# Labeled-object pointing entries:
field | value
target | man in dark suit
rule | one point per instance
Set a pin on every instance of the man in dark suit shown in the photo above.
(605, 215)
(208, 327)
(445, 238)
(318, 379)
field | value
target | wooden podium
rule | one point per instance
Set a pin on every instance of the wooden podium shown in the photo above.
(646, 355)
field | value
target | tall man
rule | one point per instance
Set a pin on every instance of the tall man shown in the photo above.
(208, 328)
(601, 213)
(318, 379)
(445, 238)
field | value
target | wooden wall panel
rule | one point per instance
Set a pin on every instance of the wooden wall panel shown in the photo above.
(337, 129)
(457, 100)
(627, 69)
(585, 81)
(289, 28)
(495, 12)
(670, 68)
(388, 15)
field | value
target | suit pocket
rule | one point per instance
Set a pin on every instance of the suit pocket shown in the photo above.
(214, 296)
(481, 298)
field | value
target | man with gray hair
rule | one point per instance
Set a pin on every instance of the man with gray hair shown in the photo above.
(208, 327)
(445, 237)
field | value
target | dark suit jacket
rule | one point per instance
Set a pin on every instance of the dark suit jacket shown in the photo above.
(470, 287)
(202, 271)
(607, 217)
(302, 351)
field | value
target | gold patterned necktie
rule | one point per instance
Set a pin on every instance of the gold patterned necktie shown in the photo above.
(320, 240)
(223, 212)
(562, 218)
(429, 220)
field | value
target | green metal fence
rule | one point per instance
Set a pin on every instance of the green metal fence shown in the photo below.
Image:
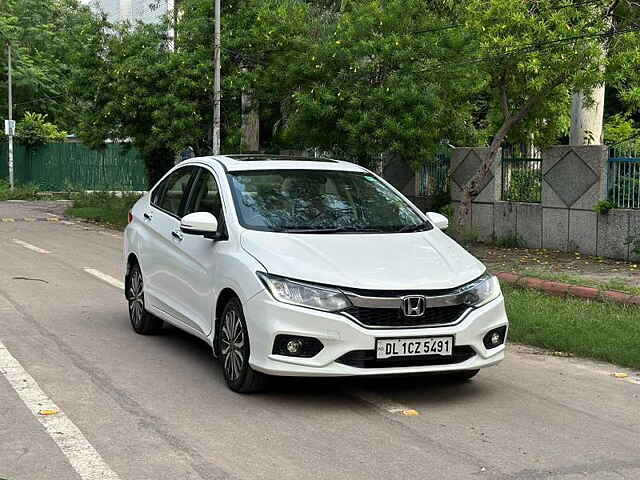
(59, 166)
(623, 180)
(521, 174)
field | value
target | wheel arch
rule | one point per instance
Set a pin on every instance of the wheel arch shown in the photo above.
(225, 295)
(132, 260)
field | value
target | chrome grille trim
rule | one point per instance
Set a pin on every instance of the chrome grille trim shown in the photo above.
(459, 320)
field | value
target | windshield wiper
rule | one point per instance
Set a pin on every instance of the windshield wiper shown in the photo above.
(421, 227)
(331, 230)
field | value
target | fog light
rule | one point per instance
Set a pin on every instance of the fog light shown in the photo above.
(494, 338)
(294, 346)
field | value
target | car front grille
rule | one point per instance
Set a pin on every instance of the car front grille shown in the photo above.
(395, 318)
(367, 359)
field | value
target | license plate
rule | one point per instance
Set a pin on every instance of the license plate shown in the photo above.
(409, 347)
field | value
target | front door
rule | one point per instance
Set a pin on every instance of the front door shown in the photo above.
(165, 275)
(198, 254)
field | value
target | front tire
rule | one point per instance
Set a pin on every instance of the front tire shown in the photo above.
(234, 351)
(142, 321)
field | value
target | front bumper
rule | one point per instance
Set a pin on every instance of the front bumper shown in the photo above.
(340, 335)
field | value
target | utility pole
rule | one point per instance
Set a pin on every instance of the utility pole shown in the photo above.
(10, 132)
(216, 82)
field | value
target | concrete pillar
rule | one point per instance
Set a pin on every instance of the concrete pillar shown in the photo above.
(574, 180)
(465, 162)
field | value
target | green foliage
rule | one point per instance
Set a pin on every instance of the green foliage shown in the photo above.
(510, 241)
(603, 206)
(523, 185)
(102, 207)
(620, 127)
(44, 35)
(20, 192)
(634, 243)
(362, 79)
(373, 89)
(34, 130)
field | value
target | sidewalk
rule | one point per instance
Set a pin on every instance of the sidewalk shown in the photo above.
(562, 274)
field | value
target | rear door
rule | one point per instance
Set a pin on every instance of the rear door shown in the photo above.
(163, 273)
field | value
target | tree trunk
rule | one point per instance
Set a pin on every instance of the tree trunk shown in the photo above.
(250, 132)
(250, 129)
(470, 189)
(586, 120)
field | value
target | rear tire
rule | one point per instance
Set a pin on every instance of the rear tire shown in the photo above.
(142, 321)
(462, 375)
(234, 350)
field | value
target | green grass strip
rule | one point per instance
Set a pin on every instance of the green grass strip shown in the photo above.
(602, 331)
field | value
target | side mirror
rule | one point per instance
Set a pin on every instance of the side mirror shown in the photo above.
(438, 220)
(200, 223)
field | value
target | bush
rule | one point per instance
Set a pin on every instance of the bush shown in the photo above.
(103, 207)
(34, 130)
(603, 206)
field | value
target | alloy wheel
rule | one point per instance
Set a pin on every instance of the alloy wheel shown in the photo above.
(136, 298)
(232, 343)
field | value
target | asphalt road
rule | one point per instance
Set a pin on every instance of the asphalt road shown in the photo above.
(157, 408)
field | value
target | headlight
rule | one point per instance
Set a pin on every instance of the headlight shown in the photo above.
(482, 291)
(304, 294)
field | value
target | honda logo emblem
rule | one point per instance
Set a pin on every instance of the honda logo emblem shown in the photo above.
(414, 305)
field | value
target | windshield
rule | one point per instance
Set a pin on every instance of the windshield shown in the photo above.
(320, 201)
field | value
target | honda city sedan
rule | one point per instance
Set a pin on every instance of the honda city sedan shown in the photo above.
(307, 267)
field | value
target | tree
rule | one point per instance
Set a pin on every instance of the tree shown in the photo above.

# Task prompt:
Transcribe the preceding listing in its entirety and with exact wording, leaving out pictures.

# Result for this task:
field | value
target | man in dark suit
rule | one point per instance
Set a pin on every instance of the man in dark suit shown in the photo above.
(605, 215)
(208, 327)
(445, 238)
(318, 379)
field | value
target | wooden podium
rule | one point per instance
Set a pin on every instance of the wooden podium shown in the photo above.
(646, 355)
field | value
target | tall man
rule | one point per instance
Set a pin on every instance of the tall man shown in the photo above.
(208, 328)
(601, 213)
(318, 379)
(445, 238)
field | value
target | wooden wall panel
rule | one point per instance
Set a pin on every instance of the wooden wall panel shown in the photo above.
(337, 129)
(457, 100)
(627, 69)
(585, 81)
(289, 28)
(495, 12)
(670, 68)
(388, 15)
field | value
target | suit pocket
rule | one point per instance
Set a pin on every instance of the suit pocket shown in the photo above.
(214, 296)
(481, 298)
field | value
target | man with gray hair
rule | one point per instance
Set a pin on every instance of the man with gray hair shown in the photo above.
(208, 327)
(445, 237)
field | value
target | dark suit jacket
rule | one point per instance
Set a pin on every instance of the dark suit jacket shown in the photo above.
(470, 287)
(202, 271)
(607, 217)
(302, 351)
field | value
target | gold patterned necktie
rule | one point per instance
Set a pin on every instance of the gold patterned necktie shown in the photo above.
(320, 240)
(223, 212)
(562, 218)
(429, 220)
field | value
target | green metal fence
rule | one point per instance
Set a pin on every instance of the green metal fence shown in the photo below.
Image:
(59, 166)
(623, 180)
(521, 174)
field | value
target | wheel arch
rule | one point per instance
Set a pin on every instance of the wheel arch shown in the photo above.
(225, 295)
(132, 260)
field | value
target | chrome grille trim
rule | one point per instance
Set a pin on every instance of the chrome grille trim shown in the photo above.
(459, 320)
field | value
target | windshield wiper
rule | one point per instance
Set a pin on every instance of the windshield wiper shown in the photo above.
(421, 227)
(331, 230)
field | value
target | fog light
rule | one point per instance
Set a pin on every instance of the fog light shown in the photo above.
(494, 338)
(294, 346)
field | value
target | car front grille
rule | one point per instance
Set a pin on every instance of the car front grille shown in the photo above.
(395, 318)
(367, 359)
field | value
target | license plate
rule | one point per instance
Set a pin on every instance of the license plate shown in the photo above.
(409, 347)
field | value
target | front door
rule | one point per instance
Set a pin on every instance of the front door shown in the photo above.
(165, 275)
(198, 254)
field | value
target | front tire
rule | one point per instance
Set a pin on every instance of the front tire shown in the photo above.
(234, 351)
(142, 321)
field | value
target | front bumper
rule | one point per instance
Set a pin on every instance of the front bumper shown in the photo above.
(340, 335)
field | value
target | utility pole
rule | one point per instance
Set a pin on every instance of the utility pole shown in the photo above.
(10, 132)
(216, 82)
field | value
target | concrete pillar
rule | one point per instance
Set a pin on every instance of the concrete pillar shown in the photo above.
(574, 180)
(465, 162)
field | value
target | green foliage
rule | one point per instance
Set a pin on every instance of the green foliage shown in the photo above.
(510, 241)
(603, 206)
(523, 185)
(102, 207)
(620, 127)
(44, 35)
(20, 192)
(634, 243)
(362, 79)
(373, 89)
(34, 130)
field | value
target | sidewalk
rule | one point per instance
Set a pin on every instance of the sidewalk shown in the photo above.
(562, 274)
field | value
target | rear door
rule | one point per instance
Set a pin on every instance of the rear door shown in the photo above.
(163, 273)
field | value
target | tree trunk
rule | one point per instance
Set a pin on every instance of the tree trunk shown in the photo above.
(250, 132)
(250, 129)
(470, 189)
(586, 120)
field | value
target | rear tire
rule | one point per instance
Set a pin on every instance of the rear tire shown in the photo above.
(142, 321)
(462, 375)
(234, 350)
field | value
target | green grass strip
rule | one point per instance
Set a pin on every instance of the green grass strip shown in the photo above.
(602, 331)
field | value
target | side mirror
rule | one point per instance
Set a pin on every instance of the side mirror shown in the photo above.
(438, 220)
(200, 223)
field | value
target | bush
rule | one point per instance
Set a pin on every instance of the bush shown in the photo above.
(103, 207)
(34, 130)
(603, 206)
field | value
target | alloy wheel
rule | one point per instance
Set a pin on every instance of the alloy wheel shown in the photo above.
(136, 298)
(232, 343)
field | value
target | asphalt road
rule | one point per instance
Set a pin on every instance of the asphalt road shown in the photo above.
(157, 408)
field | value
target | headlight
rule | one point per instance
Set a pin on every instance of the headlight shown in the photo above.
(482, 291)
(304, 294)
field | value
target | honda logo emblem
rule | one point per instance
Set a pin on every instance of the honda logo emblem shown in the photo above.
(414, 305)
field | value
target | windshield
rule | one point per instance
Set a pin on every instance of the windshield shown in the photo above.
(320, 201)
field | value
target | honda city sedan
rule | one point per instance
Set a pin on every instance of the honda city sedan shown in the photo above.
(307, 267)
field | value
target | tree
rule | one point per instance
Set a pin on every instance of the tree shown in the photo above.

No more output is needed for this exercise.